[Dataset records]
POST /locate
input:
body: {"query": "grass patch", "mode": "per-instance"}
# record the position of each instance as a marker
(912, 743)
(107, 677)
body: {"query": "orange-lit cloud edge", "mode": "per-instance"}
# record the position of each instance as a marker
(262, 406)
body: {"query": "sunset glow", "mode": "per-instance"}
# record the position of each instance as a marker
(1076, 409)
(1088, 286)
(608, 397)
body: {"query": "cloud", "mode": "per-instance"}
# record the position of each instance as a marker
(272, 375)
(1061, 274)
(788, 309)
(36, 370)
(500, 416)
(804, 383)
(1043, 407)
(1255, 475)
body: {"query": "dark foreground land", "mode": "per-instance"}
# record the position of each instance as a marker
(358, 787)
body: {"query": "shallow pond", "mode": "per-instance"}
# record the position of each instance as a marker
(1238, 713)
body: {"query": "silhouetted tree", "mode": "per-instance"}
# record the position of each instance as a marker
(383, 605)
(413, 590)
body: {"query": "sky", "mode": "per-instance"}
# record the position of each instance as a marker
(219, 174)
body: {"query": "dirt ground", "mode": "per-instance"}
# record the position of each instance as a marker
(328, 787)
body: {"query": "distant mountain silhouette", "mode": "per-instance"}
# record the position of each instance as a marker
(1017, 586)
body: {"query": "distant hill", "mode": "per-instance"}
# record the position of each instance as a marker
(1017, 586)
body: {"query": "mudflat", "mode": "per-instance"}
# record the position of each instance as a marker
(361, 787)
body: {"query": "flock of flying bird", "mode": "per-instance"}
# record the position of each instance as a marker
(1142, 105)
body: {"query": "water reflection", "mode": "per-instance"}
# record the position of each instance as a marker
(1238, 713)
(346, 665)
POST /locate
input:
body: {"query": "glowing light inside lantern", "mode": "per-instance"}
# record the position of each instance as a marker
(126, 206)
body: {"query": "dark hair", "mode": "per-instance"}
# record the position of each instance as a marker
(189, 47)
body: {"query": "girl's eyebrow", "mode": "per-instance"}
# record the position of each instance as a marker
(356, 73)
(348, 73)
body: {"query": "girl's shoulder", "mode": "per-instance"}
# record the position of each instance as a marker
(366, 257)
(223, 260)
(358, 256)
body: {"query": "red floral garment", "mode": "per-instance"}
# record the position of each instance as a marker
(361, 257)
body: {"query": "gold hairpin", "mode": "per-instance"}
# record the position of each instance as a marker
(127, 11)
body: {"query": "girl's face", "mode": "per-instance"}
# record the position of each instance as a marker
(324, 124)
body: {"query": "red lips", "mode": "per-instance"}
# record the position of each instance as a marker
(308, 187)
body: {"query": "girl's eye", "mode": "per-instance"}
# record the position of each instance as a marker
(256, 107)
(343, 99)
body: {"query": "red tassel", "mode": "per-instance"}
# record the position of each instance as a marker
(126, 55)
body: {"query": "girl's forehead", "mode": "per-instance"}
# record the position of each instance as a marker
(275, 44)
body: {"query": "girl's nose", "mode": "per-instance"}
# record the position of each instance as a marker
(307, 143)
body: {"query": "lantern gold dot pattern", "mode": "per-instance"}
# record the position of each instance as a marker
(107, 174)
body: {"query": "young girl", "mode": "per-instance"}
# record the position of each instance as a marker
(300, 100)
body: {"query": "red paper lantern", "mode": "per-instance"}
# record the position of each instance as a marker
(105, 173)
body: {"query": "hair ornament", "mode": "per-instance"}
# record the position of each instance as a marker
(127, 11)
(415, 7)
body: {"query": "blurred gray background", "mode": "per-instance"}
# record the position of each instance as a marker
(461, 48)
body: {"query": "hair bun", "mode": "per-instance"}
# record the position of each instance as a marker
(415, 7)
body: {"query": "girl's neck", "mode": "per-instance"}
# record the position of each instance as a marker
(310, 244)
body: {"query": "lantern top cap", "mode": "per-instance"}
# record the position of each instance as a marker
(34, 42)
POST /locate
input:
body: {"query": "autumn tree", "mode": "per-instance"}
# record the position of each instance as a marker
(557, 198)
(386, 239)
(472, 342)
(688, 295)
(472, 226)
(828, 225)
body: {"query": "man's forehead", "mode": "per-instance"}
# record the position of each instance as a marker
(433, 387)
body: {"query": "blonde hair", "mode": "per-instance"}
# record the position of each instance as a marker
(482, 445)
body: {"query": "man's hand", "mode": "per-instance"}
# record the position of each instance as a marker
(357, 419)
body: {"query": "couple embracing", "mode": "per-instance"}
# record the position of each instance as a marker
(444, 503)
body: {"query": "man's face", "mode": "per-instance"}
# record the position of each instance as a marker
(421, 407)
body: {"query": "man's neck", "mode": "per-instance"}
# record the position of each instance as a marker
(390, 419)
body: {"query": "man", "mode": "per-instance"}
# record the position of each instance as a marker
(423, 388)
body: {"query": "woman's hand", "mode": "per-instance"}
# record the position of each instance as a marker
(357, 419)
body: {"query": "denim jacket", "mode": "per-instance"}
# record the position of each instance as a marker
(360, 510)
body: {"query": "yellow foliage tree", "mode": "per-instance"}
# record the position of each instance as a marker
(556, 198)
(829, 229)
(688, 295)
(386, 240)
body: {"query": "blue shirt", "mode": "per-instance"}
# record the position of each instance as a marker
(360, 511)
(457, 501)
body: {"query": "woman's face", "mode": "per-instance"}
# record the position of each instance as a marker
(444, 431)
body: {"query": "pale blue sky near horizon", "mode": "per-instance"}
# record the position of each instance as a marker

**The task:**
Give back the complete data, each line unchanged.

**Answer to this problem:**
POST /locate
input:
body: {"query": "grass patch", "mode": "per-instance"}
# record the position of each instance as a marker
(912, 743)
(107, 677)
body: {"query": "orange-lit cloud edge", "mode": "per-instance"}
# record the position of each instance as a marker
(262, 406)
body: {"query": "sunset glow", "mode": "per-instance"}
# record the position of each instance as a marker
(1076, 409)
(1088, 286)
(608, 397)
body: {"query": "cloud", "mode": "per-instance"}
# record the position of each instance as a marker
(272, 375)
(1061, 274)
(788, 309)
(36, 370)
(500, 416)
(804, 383)
(1043, 407)
(1255, 475)
body: {"query": "dark foreground land", "mode": "per-instance"}
# record the position of each instance as a marker
(358, 787)
body: {"query": "shallow pond", "mode": "per-instance"}
# record the position of each instance as a marker
(1238, 713)
body: {"query": "silhouetted tree", "mode": "per-instance"}
# record the position of each instance as a marker
(383, 605)
(413, 590)
body: {"query": "sky", "mode": "per-instance"}
# record the position of each instance as a marker
(219, 174)
body: {"query": "dirt ground", "mode": "per-instance"}
# record the position of each instance as a marker
(328, 787)
body: {"query": "distant mountain silhouette", "mode": "per-instance"}
# record the position of each instance as a marker
(1017, 586)
body: {"query": "distant hill", "mode": "per-instance"}
# record the position of each instance as a marker
(1017, 586)
body: {"query": "mudflat", "mode": "per-instance"}
# record the position of each instance as a marker
(361, 787)
body: {"query": "flock of flying bird", "mode": "per-instance"}
# record the position of each instance as a marker
(1142, 105)
body: {"query": "water reflection", "mode": "per-instance"}
# record the position of each instance as a marker
(1238, 713)
(346, 665)
POST /locate
input:
body: {"query": "glowing light inside lantern", "mode": "per-instance"}
# record the position of each instance as a marker
(126, 206)
body: {"query": "dark hair", "mode": "per-instance"}
# record the position of each instance as a marker
(189, 47)
body: {"query": "girl's eyebrow", "mode": "per-instance"}
# record the position of each instance as a marker
(356, 73)
(348, 73)
body: {"query": "girl's shoulder", "mode": "per-instance"}
# record the position of each instance as a marker
(366, 257)
(223, 260)
(358, 256)
body: {"query": "red floral garment", "mode": "per-instance"}
# record the position of each instance as a marker
(361, 257)
body: {"query": "gold hairpin", "mode": "per-instance"}
# record the position of each instance as a marker
(127, 11)
body: {"query": "girl's face", "mode": "per-instance"}
# record the position of each instance as a marker
(324, 124)
body: {"query": "red lips", "mode": "per-instance"}
# record the position of each instance as a marker
(308, 187)
body: {"query": "girl's eye", "mode": "per-instance"}
# record the position of each instance as a marker
(256, 107)
(343, 99)
body: {"query": "red tassel", "mode": "per-instance"}
# record the position of each instance as a marker
(126, 55)
body: {"query": "girl's forehead", "mode": "per-instance"}
# record the position of each instance as a marker
(275, 44)
body: {"query": "girl's nose", "mode": "per-instance"}
# record the position of each instance as a marker
(307, 143)
body: {"query": "lantern gold dot pattern", "mode": "per-instance"}
# record the position of each instance as a marker
(107, 174)
body: {"query": "young girl", "mode": "per-instance"}
# record the position of each instance as a marker
(300, 100)
body: {"query": "red paper lantern", "mode": "per-instance"}
# record the position of each instance as a marker
(105, 173)
body: {"query": "hair ornament", "mode": "per-instance"}
# record the position of each instance as a marker
(127, 11)
(415, 7)
body: {"query": "blurred gray background", "mode": "per-instance"}
# record the position of each instance as a marker
(461, 48)
body: {"query": "hair bun", "mode": "per-instance"}
# record the position of each instance as a marker
(415, 7)
body: {"query": "girl's neck", "mode": "per-instance"}
# record the position of each instance as a marker
(310, 244)
body: {"query": "lantern top cap", "mode": "per-instance"}
# record the position of each instance as a marker
(34, 42)
POST /locate
input:
body: {"query": "autumn tree", "mode": "per-instance"}
# record the position of each instance as a marker
(557, 198)
(386, 239)
(472, 342)
(688, 295)
(472, 226)
(828, 225)
body: {"query": "man's forehead", "mode": "per-instance"}
# record the position of each instance as a marker
(433, 387)
body: {"query": "blonde hair", "mode": "per-instance"}
# record the position of each instance as a marker
(482, 445)
body: {"query": "man's hand", "mode": "per-instance"}
# record the position of each instance as a marker
(357, 419)
body: {"query": "couple embracing", "mode": "per-instance"}
# record the position of each instance as a marker
(444, 503)
body: {"query": "man's face", "mode": "per-instance"}
# record the position of each instance as a marker
(421, 407)
body: {"query": "man's neck", "mode": "per-instance"}
# record the position of each instance as a marker
(390, 419)
body: {"query": "man", "mode": "per-instance"}
# record the position of each instance as a marker
(423, 388)
body: {"query": "woman's hand", "mode": "per-instance"}
# record the position of each instance as a marker
(357, 419)
body: {"query": "denim jacket", "mode": "per-instance"}
# record the position of each instance as a marker
(360, 510)
body: {"query": "yellow foliage tree", "mode": "per-instance"}
# record the position of each instance as a marker
(556, 198)
(829, 229)
(688, 295)
(386, 240)
body: {"query": "blue shirt", "mode": "per-instance"}
# record the position of each instance as a marker
(360, 511)
(457, 501)
body: {"query": "woman's face", "mode": "per-instance"}
# record the position of each instance as a marker
(444, 431)
body: {"query": "pale blue sky near horizon", "mode": "per-instance"}
# record the position of each instance as a marker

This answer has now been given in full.